__Aim of the exercise__.
Rewrite the rate limiting text, starting with "Quick start" and going on through "subscription tier (Free/Starter/Pro)", changing "subscription tier" to "pricing plan".

__Document segment__.
Rate Limiting
Rate limiting controls how many requests users can make to the API within a time window. It's to prevents abuse, ensure fair resource usage for everyone, and protect the infra from overload.
Without proper rate limiting, we'd be vulnerable to a single user overehelming the system, racking up a large compute bill, possibly enumerating all images and scraping public data, or even launching denial-of-service attacks. So, while it may seem restrictive at times, it's a crucial part of maintaining a healthy and reliable service for everyone.
Quick start
Rate limiting is enabled by default and requires no configuration for most deployments. The system automatically adjusts limits based on:
- Whether billing is enabled (self-hosted vs SaaS)
- User's subscription tier (Free/Starter/Pro)
- API key scope (read/write/admin)
For self-hosted instances without billing, rate limits are disabled entirely - you get unlimited requests.
How it works
The rate limiting system uses a token bucket algorithm backed by Cloudflare Workers KV. Here's the flow:
graph TB
A[Incoming Request] --> B{Billing Enabled?}
B -->|No| C[✓ Allow - Unlimited]
B -->|Yes| D{Authenticated?}
D -->|No| E[Check IP-based limit<br/>60 req/min]
D -->|Yes| F[Get user's plan tier<br/>from cache/DB]
F --> G[Calculate effective limit<br/>base × plan × scope]
G --> H[Check KV counter]
H --> I{Within limit?}
I -->|Yes| J[✓ Allow + set headers]
I -->|No| K[✗ Reject 429]
E --> L{Within limit?}
L -->|Yes| J
L -->|No| K
style C fill:#90EE904D
style J fill:#90EE904D
style K fill:#FFB6C64DThe system checks rate limits in this order:
- If billing is disabled (
STRIPE_ENABLEDnot set), skip all rate limiting - For authenticated requests, calculate:
base_limit × plan_multiplier × scope_multiplier - For unauthenticated requests, use IP-based limits
- Check the counter in Workers KV
- If under limit, increment counter and allow request
- If over limit, return HTTP 429 with
Retry-Afterheader
Components
The rate limiting system consists of three main parts:
Global middleware (packages/api/src/middleware/global-rate-limit.ts)

__Data extract__.
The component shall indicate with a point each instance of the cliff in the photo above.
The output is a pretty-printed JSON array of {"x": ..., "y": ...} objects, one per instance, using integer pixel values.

__Exercise output__.
Quick start
Rate limiting is enabled by default and requires no configuration for most deployments. The system automatically adjusts limits based on:
- Whether billing is enabled (self-hosted vs SaaS)
- User's pricing plan (Free/Starter/Pro)